# [Exercise requirements]
How many lines in the records below contain the word "dark", with case counting? Reply with the number only.

Begin Material supplied

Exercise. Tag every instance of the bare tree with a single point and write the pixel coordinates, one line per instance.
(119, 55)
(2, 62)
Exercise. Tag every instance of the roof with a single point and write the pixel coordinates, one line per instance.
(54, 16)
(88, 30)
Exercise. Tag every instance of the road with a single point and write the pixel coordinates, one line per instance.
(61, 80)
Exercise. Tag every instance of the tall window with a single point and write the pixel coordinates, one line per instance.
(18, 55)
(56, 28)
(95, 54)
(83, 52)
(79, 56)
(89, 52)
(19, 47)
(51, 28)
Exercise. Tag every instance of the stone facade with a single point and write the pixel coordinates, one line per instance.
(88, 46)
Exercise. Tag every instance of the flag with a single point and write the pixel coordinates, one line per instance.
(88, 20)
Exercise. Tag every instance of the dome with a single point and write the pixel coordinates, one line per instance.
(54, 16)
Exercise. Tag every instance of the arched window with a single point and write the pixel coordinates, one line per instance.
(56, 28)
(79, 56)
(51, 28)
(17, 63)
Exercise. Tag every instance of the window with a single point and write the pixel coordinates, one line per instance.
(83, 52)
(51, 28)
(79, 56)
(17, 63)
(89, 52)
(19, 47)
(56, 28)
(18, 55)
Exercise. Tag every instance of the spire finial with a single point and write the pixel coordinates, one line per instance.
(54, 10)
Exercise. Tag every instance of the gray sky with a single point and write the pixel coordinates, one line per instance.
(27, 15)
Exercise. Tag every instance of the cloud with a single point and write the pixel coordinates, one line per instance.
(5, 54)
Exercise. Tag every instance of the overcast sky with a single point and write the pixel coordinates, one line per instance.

End Material supplied
Begin Material supplied

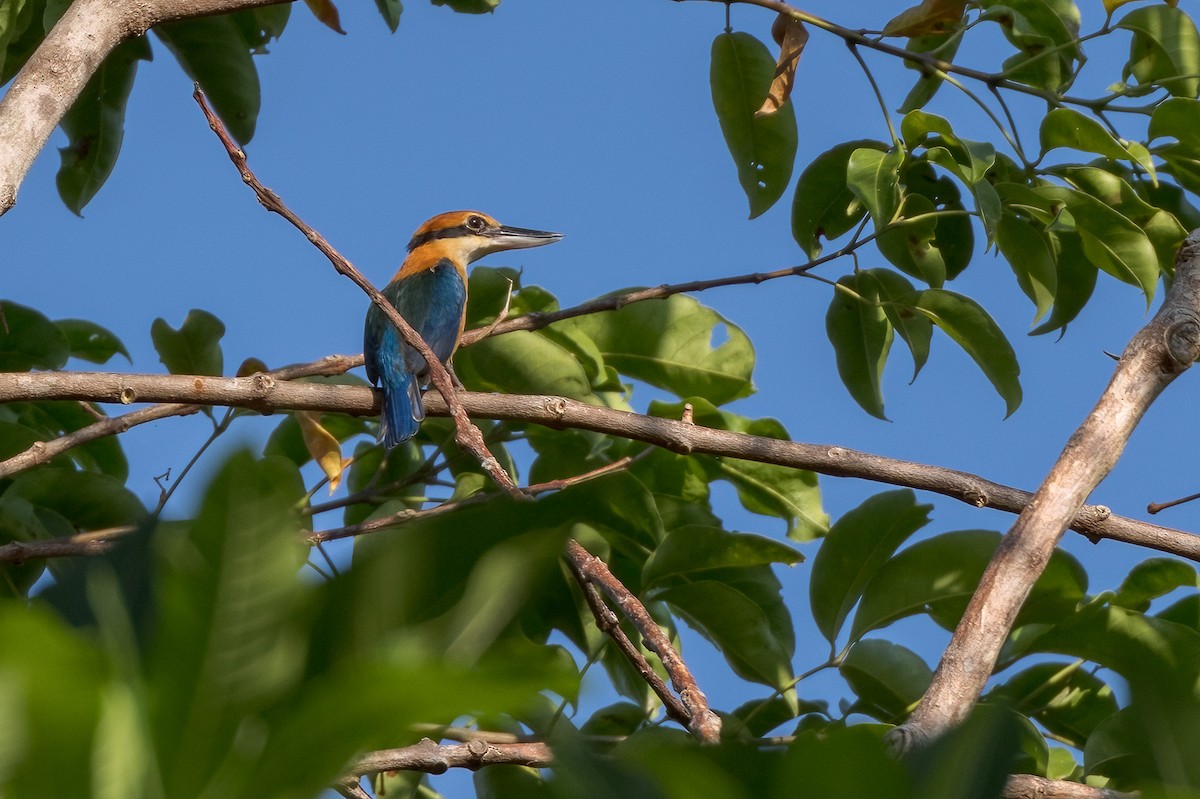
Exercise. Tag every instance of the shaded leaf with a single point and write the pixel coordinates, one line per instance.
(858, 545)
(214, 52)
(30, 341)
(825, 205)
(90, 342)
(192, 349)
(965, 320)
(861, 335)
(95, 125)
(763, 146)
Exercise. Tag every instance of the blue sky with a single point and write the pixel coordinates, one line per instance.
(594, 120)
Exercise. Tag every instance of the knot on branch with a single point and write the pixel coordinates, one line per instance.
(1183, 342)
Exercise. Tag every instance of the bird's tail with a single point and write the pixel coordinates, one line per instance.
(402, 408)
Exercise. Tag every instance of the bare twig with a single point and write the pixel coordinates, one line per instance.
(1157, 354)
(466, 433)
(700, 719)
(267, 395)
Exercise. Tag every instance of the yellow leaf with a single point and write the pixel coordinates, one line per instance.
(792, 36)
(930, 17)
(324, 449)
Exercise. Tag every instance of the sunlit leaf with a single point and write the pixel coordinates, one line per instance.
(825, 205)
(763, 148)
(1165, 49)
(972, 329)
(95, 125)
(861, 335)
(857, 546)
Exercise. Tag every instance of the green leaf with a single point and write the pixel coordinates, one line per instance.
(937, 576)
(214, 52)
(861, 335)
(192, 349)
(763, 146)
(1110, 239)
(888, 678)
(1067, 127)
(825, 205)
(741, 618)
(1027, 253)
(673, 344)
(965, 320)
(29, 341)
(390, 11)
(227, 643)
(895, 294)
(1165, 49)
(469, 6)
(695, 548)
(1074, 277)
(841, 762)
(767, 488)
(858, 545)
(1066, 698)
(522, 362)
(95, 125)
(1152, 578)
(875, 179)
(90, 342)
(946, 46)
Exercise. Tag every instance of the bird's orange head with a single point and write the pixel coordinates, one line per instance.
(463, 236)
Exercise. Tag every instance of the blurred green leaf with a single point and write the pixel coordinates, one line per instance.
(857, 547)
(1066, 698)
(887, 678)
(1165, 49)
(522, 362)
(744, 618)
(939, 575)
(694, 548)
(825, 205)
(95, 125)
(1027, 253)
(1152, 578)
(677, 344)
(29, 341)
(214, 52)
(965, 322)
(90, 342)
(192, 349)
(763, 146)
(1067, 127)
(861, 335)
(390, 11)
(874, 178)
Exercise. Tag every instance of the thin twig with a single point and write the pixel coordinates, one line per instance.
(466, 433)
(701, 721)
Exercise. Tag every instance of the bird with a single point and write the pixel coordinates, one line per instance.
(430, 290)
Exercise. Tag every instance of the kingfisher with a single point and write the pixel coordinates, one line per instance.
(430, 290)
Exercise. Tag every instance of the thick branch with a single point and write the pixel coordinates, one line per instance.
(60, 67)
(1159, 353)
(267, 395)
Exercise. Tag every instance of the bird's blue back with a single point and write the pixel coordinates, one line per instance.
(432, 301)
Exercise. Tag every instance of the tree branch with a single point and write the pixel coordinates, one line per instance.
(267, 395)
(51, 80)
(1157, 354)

End Material supplied
Begin Material supplied

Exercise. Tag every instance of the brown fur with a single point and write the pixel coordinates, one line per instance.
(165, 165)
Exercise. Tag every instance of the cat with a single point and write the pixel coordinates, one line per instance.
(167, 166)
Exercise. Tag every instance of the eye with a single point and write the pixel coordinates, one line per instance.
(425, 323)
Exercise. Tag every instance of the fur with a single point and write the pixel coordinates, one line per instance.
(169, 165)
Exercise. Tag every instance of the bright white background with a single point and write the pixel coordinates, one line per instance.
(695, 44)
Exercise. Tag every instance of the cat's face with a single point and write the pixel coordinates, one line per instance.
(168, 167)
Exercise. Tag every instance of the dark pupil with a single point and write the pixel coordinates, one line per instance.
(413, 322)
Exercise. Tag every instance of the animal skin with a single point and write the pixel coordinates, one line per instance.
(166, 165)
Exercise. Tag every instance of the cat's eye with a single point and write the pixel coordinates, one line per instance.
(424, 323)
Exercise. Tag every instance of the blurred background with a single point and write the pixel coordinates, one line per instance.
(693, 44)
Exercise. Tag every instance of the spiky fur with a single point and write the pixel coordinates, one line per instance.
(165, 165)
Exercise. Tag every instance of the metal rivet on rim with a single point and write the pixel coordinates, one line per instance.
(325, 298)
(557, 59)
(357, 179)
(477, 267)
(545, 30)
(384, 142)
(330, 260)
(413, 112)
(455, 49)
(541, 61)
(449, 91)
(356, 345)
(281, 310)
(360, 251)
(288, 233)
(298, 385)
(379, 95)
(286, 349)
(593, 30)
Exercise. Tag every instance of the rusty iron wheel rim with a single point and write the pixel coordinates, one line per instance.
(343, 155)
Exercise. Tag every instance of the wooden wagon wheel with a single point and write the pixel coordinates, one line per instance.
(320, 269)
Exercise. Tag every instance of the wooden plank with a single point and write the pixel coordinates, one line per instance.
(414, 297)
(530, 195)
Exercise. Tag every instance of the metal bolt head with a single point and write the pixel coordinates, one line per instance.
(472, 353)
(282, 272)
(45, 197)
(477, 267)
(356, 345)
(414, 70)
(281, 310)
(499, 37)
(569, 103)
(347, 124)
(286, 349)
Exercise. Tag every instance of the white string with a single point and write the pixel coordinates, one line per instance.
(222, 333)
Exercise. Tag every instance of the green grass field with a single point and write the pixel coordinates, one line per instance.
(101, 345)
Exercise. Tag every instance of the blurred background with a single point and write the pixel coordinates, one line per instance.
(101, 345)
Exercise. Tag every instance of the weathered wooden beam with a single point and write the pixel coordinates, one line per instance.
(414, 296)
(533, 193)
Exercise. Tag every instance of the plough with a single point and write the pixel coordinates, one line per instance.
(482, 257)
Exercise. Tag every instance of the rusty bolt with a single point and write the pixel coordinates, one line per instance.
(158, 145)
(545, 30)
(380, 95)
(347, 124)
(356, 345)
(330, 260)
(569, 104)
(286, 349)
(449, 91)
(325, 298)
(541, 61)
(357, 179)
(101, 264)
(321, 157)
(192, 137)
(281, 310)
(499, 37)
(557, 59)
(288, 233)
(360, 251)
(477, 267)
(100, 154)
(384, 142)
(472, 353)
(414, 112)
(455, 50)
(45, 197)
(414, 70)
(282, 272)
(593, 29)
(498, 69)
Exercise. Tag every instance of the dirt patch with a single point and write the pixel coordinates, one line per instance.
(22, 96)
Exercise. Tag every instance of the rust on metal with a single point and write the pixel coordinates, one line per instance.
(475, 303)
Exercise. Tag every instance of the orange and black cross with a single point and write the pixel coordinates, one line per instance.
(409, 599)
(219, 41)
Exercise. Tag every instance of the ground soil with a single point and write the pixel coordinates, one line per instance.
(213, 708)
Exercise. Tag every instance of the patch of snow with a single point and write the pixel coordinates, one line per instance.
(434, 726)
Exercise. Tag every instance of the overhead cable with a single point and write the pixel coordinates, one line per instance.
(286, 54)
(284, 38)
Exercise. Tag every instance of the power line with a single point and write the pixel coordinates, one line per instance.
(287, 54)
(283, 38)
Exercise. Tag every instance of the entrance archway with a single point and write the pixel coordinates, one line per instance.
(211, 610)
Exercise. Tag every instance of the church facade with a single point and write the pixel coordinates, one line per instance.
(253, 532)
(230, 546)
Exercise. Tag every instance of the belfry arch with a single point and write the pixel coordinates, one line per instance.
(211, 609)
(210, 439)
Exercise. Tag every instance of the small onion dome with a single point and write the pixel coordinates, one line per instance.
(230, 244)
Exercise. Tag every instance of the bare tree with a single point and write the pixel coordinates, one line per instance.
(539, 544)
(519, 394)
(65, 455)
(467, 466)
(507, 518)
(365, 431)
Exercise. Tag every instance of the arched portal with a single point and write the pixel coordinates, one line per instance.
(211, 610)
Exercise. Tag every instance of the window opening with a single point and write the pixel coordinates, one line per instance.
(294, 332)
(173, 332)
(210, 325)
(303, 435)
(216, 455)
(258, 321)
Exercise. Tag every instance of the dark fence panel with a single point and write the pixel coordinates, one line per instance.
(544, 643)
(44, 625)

End Material supplied

# [Response to the task]
2